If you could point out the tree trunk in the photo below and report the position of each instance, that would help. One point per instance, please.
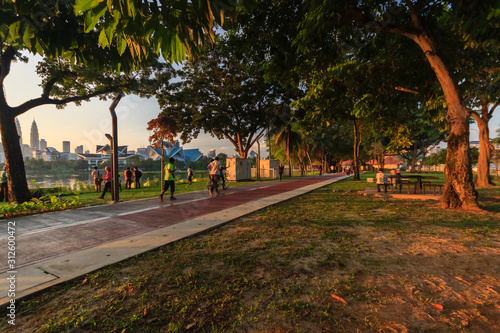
(414, 155)
(459, 189)
(16, 175)
(357, 144)
(485, 148)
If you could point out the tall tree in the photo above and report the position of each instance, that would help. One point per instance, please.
(113, 37)
(222, 96)
(431, 25)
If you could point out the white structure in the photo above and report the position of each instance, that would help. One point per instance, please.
(43, 144)
(238, 169)
(34, 138)
(18, 127)
(211, 153)
(66, 146)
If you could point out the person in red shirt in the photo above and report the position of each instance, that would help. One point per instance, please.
(107, 182)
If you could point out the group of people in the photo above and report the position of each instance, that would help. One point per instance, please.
(130, 174)
(216, 173)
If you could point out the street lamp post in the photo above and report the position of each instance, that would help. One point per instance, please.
(114, 149)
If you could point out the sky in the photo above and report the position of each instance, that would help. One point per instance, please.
(87, 124)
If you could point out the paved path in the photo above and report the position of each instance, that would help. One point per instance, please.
(54, 247)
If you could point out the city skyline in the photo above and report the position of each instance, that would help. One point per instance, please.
(87, 124)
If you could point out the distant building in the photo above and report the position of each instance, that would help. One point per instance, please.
(34, 138)
(175, 151)
(18, 127)
(477, 145)
(143, 152)
(51, 154)
(103, 153)
(43, 144)
(26, 150)
(66, 146)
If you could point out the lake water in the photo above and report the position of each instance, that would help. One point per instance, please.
(69, 180)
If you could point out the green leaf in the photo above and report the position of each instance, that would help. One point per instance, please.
(93, 16)
(14, 30)
(103, 40)
(122, 44)
(84, 5)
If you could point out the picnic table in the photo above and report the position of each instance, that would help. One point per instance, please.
(405, 180)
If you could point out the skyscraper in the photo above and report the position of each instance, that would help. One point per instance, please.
(43, 144)
(35, 140)
(18, 127)
(66, 146)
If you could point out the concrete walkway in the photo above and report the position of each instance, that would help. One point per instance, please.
(55, 247)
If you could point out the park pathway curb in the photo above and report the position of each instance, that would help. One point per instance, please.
(47, 273)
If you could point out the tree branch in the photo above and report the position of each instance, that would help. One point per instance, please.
(260, 135)
(5, 62)
(45, 100)
(407, 90)
(490, 113)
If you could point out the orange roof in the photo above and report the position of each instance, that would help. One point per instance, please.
(387, 161)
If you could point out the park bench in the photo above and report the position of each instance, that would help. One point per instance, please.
(409, 185)
(385, 186)
(434, 186)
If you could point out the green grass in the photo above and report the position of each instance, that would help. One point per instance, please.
(277, 269)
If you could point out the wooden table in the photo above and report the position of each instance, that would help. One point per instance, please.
(403, 177)
(418, 178)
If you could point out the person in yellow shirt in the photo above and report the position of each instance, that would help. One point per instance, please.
(169, 179)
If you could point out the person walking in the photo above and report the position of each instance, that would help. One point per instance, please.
(107, 182)
(137, 176)
(4, 189)
(215, 168)
(190, 175)
(281, 168)
(381, 180)
(128, 178)
(169, 179)
(96, 174)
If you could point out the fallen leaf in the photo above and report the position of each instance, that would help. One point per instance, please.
(339, 298)
(438, 307)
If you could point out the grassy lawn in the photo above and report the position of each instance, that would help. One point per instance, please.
(332, 260)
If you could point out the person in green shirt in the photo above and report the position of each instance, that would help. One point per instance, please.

Goal of the exercise »
Convert every line of the data above into a Markdown table with the columns "No." and "Line", numbering the rows in order, skipping blank lines, and omitting the pictures.

Task response »
| No. | Line |
|---|---|
| 1 | If you could point out the tree trunk in the photo below and report the position of each instance, that would help. One point per instance, please. |
| 2 | (414, 155) |
| 3 | (459, 189) |
| 4 | (16, 175) |
| 5 | (357, 144) |
| 6 | (485, 148) |
| 7 | If you could point out the tall tree in the photo above and report the position of each instance, that would help. One point per instance, please. |
| 8 | (113, 37) |
| 9 | (222, 96) |
| 10 | (431, 25) |
| 11 | If you could point out the white structure in the photo above and report the position of each instance, that would help. One point per instance, please. |
| 12 | (43, 144) |
| 13 | (238, 169) |
| 14 | (34, 138) |
| 15 | (18, 127) |
| 16 | (211, 153) |
| 17 | (66, 146) |
| 18 | If you could point out the person in red shirt in the photo above and report the position of each instance, that would help. One point per instance, please. |
| 19 | (107, 182) |
| 20 | If you could point out the group of people in the photo above and report the position of each instance, that would help. One point per instance, please. |
| 21 | (130, 174) |
| 22 | (216, 173) |
| 23 | If you could point out the street lamp post in the photo above and report the position of each instance, that would help. One point per instance, please. |
| 24 | (114, 149) |
| 25 | If you could point out the sky in the photo above and report the position of each instance, that would help. One point per instance, please. |
| 26 | (87, 124) |
| 27 | If you could point out the paved path in the photo above and report the position of each instance, that would help. One point per instance, please. |
| 28 | (54, 247) |
| 29 | If you could point out the city skyline in the photo above and report the position of each instance, that would help. One point per instance, please. |
| 30 | (87, 124) |
| 31 | If you could point out the distant building in the photo above and report the position of each instance, that would help. One point per instance, please. |
| 32 | (34, 138) |
| 33 | (175, 151) |
| 34 | (18, 127) |
| 35 | (477, 145) |
| 36 | (143, 152) |
| 37 | (51, 154) |
| 38 | (103, 153) |
| 39 | (43, 144) |
| 40 | (26, 150) |
| 41 | (66, 146) |
| 42 | If you could point out the lake water in the photo above and report the position of each instance, that would help. One point per instance, please. |
| 43 | (69, 180) |
| 44 | If you could point out the green leaf in the photo above and report the position of each instance, that would help. One point per instance, please. |
| 45 | (93, 16) |
| 46 | (14, 30) |
| 47 | (103, 40) |
| 48 | (122, 44) |
| 49 | (84, 5) |
| 50 | If you could point out the picnic table in the photo above and report the position of each instance, that would help. One point per instance, please. |
| 51 | (405, 180) |
| 52 | If you could point out the skyscraper in the photo above and report the position of each instance, that would help. One point per instance, please. |
| 53 | (43, 144) |
| 54 | (35, 140) |
| 55 | (18, 127) |
| 56 | (66, 146) |
| 57 | If you could point out the concrete walkway in the photo above and report the position of each instance, that would help. One point per instance, please. |
| 58 | (55, 247) |
| 59 | If you could point out the park pathway curb in the photo above and report the position of each instance, that would help. One point per instance, please. |
| 60 | (47, 273) |
| 61 | If you could point out the tree branch in the photo above and report the position of each instance, that would help. One point per instance, please. |
| 62 | (260, 135) |
| 63 | (5, 62) |
| 64 | (45, 100) |
| 65 | (407, 90) |
| 66 | (490, 113) |
| 67 | If you could point out the orange roof in the photo above and report the position of each instance, that would help. One point per instance, please. |
| 68 | (387, 161) |
| 69 | If you could point out the park bench in the photo above and report the position of each instance, that would help. One point per instance, please. |
| 70 | (409, 185) |
| 71 | (385, 186) |
| 72 | (434, 186) |
| 73 | If you could point out the green grass in the photo above and report the position of each instance, that would help. One point per instance, please. |
| 74 | (277, 269) |
| 75 | If you could point out the wooden table in the photo above and report the position of each instance, that would help. One point per instance, please. |
| 76 | (403, 177) |
| 77 | (418, 178) |
| 78 | If you could point out the person in yellow shirt in the photo above and report the position of each instance, that would help. One point per instance, please. |
| 79 | (169, 179) |
| 80 | If you could point out the person walking in the photo above and report the position of each instance, that would help. One point per instance, please. |
| 81 | (107, 182) |
| 82 | (137, 176) |
| 83 | (4, 189) |
| 84 | (215, 168) |
| 85 | (190, 175) |
| 86 | (281, 168) |
| 87 | (381, 180) |
| 88 | (128, 178) |
| 89 | (169, 179) |
| 90 | (96, 174) |
| 91 | If you could point out the fallen leaf in the photo above and report the position of each instance, that would help. One point per instance, please. |
| 92 | (339, 298) |
| 93 | (438, 307) |
| 94 | If you could point out the grassy lawn in the photo above and report the position of each instance, that would help. One point per instance, please. |
| 95 | (332, 260) |
| 96 | If you could point out the person in green shirt in the photo above and report the position of each instance, that would help. One point per instance, please. |